* Begin SELECTED EXCERPT *

The main factors determining the SEO value of a given (sub)section are the section name (specifically the <h1> heading and meta <title> tag) and internal linking.

The section name should be reflected in the page heading and <title> tag, so that Google understands what topic the listed articles share.

When a subsection like Rugby is part of your site’s top navigation - ideally as part of a set of contextual subnavigation links under the Sport top nav heading - then the URL of the subsection is irrelevant. Whether it’s /sport/rugby/ or just /rugby/, the prominence of the ‘Rugby’ link in your top navigation is what really matters.

In a Google Webmaster Hangout, John Mueller stated that click depth is what matters and not the actual folder structure of the URL.

I’ll be digging into internal linking in an upcoming edition of this newsletter, as it’s a complex topic with a lot of nuance that’s worth exploring in detail.

Article URLs

So, what makes for a perfectly optimised article URL? I get so many questions about this, so I’ll tackle the most common ones in turn:

Do article URLs need dates in them?

No. If you currently use dates in your article URLs (like theguardian.com does), you don’t need to remove them. It’s fine to have them, but there may be a small downside with regards to evergreen content that you want to rank beyond the news cycle; Google doesn’t care about the date in your URL, but your audience might notice them and recognise potentially outdated content.

* End SELECTED EXCERPT *
* Begin DATASET EXCERPTS *

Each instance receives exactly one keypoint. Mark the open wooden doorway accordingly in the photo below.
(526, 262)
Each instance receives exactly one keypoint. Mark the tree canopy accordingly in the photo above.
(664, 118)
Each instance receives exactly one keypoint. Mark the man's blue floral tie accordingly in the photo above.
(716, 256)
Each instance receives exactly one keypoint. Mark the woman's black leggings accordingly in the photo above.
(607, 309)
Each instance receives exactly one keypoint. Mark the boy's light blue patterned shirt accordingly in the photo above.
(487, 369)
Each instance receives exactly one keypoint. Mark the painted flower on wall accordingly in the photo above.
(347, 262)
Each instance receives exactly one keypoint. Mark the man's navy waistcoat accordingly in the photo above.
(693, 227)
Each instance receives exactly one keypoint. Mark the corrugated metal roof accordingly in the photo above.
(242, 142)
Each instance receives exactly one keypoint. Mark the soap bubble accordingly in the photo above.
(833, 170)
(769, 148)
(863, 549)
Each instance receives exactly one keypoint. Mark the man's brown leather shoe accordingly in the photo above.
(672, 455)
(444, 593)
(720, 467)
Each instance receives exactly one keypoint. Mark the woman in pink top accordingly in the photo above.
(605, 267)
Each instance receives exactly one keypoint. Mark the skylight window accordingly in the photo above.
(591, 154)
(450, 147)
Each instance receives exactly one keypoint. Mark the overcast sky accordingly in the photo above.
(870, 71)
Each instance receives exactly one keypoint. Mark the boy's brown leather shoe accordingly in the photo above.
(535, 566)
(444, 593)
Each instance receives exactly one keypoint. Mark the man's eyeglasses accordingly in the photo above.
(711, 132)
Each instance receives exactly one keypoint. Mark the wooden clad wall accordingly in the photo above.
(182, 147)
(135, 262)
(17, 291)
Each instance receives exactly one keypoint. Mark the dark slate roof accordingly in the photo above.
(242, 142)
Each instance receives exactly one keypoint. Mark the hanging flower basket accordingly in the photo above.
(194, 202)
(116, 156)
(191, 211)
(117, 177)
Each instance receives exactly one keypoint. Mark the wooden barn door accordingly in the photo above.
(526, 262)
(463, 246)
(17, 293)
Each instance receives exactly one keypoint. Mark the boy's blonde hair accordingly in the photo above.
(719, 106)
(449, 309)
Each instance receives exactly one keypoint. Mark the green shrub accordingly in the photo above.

* End DATASET EXCERPTS *

TO-DO LIST
**1)** Copy out the records word for word, beginning at the line that contains "hair accordingly in the photo above." and stopping after the final line of the records.
**2)** Extend the passage on SEO for site sections and article URLs, picking up right after its last sentence.
The text and the records are unrelated to each other.

THE ANSWERS
**1)**
Each instance receives exactly one keypoint. Mark the boy's blonde hair accordingly in the photo above.
(719, 106)
(449, 309)
Each instance receives exactly one keypoint. Mark the green shrub accordingly in the photo above.

**2)**
But that’s a small risk, as the on-page ‘published’ or ‘last changed’ date is more likely to be noticed. For Google this visual date, combined with the ‘dateModified’ attribute in your NewsArticle structured data and the <lastmod> attribute in your XML sitemaps, play a much bigger role. The date in the URL is negligible.

There is an advantage to having dates in your URLs; it’s much less likely you’ll ever create a duplicate article URL. When you cover the same type of story regularly (like a sports event between two teams that compete every season), the date in the URL prevents you from inadvertently recreating an existing URL for a newer article.

Should article URLs have a folder structure?

This is optional, but it might help. Google likes to see relevant entities that are mentioned in an article reflected in the URL. Sticking with the Rugby example, if you write a story about the Ireland national rugby team then it helps to have the words ‘rugby’ and ‘ireland’ in the article URL.

Whether this is in the form of (sub)folders or as part of the article filename (also known as the ‘slug’) doesn’t matter, as long as it’s in the full article URL.

So for Google, all of these are fine:

example.com/ireland-defeat-wales-six-nations-rugby

example.com/rugby/ireland-defeat-wales-six-nations

example.com/rugby/ireland/wales-defeated-six-nations

Keep in mind that these days Google is very good at understanding synonyms. ‘Ireland rugby’ and ‘Irish rugby’ are pretty much identical as far as Google is concerned.

You can easily test this: simply search Google for the two phrasings, and you’re likely to see very similar results in both the regular SERPs and the Top Stories carousels.

Top Stories for ‘Ireland rugby’ vs ‘Irish rugby’

There can be some subtle differences, as changed phrasing could mean a slight variation in search intent . And some websites have stronger on-page optimisation for alternative phrasings. Generally though, you’ll see a great deal of overlap in what Google shows for slightly different wordings that mean the same thing.

Can the URL be different from the headline?

Yep, as long as they convey the same meaning. Your URL can be an exact copy of the article headline, or it can be an entirely different phrasing of the same general message.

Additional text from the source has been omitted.